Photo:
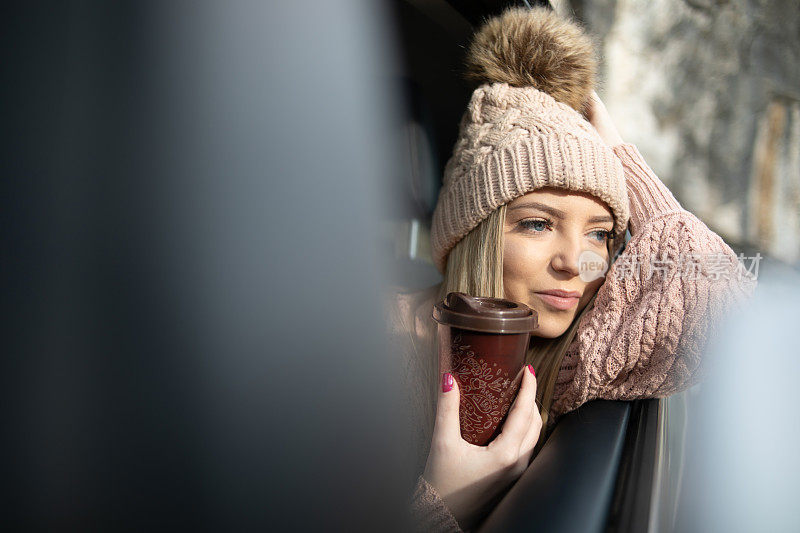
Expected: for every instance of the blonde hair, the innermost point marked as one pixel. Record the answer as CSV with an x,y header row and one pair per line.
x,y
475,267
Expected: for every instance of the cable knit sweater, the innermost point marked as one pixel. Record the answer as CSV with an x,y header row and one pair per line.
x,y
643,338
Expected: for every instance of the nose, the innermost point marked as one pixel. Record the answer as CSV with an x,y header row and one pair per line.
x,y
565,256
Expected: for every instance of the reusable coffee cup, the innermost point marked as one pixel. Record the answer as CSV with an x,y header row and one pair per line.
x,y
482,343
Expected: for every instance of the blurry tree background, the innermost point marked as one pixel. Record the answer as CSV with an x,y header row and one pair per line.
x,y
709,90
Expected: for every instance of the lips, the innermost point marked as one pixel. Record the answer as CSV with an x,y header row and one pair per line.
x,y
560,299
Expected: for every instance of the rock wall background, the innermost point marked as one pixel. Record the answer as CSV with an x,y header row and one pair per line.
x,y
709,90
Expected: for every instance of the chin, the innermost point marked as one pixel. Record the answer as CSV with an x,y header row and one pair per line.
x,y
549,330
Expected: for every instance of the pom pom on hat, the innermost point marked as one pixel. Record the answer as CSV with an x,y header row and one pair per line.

● ● ● ●

TASK OBJECTIVE
Each line of the listing above must be given again exactly; the pictures are to be left out.

EXERCISE RESULT
Photo:
Expected: for every instance of the blonde hair, the innermost point marked as one pixel. Record the answer as CSV with an x,y header row and one pair per line.
x,y
475,267
Expected: for every instance of the cable knit sweater, the innermost point marked as one pixel. Record the answer as CSV with an x,y header row and one pair per line.
x,y
643,338
Expected: for every instance of the nose, the innermost point marked as one pixel. Record the answer as CSV with an x,y header row and one pair per line.
x,y
565,256
Expected: for every instance of the reusable coffee cup, the innermost point marked as one pixel. Record the answer as CSV with an x,y header row and one pair per line.
x,y
482,343
Expected: for every instance of the blurry tree background, the innermost point marked as one pixel. Record the answer as CSV with an x,y header row and one pair per line.
x,y
709,90
Expected: for every instance of the lips, the innermost point marked as one pixel. Record the answer as CSV with an x,y header row and one pair per line.
x,y
560,299
Expected: for every instance of the rock wall background, the innermost point marked as one pixel. Record the answer as CSV with an x,y header row and one pair per line.
x,y
709,90
Expected: for every instance of the chin, the innermost point marked as one pixel. Record the answer as CSV with an x,y header row and one pair per line.
x,y
549,330
Expected: for every instance of the pom pom on hat, the innermost point marked as one pixel. Record the answer as CSV with an x,y header row and one pair per line.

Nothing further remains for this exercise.